## SUPPLIED RECORDS
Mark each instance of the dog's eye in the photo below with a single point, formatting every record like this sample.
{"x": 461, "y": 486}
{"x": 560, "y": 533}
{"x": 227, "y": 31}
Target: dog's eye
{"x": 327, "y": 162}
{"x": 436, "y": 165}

## EXERCISE
Write the material out again in full, leaving no line out.

## FINAL ANSWER
Mark each instance of the dog's eye in the photo below with a single point, formatting every record like this sample.
{"x": 461, "y": 486}
{"x": 560, "y": 533}
{"x": 227, "y": 31}
Target: dog's eye
{"x": 327, "y": 162}
{"x": 436, "y": 165}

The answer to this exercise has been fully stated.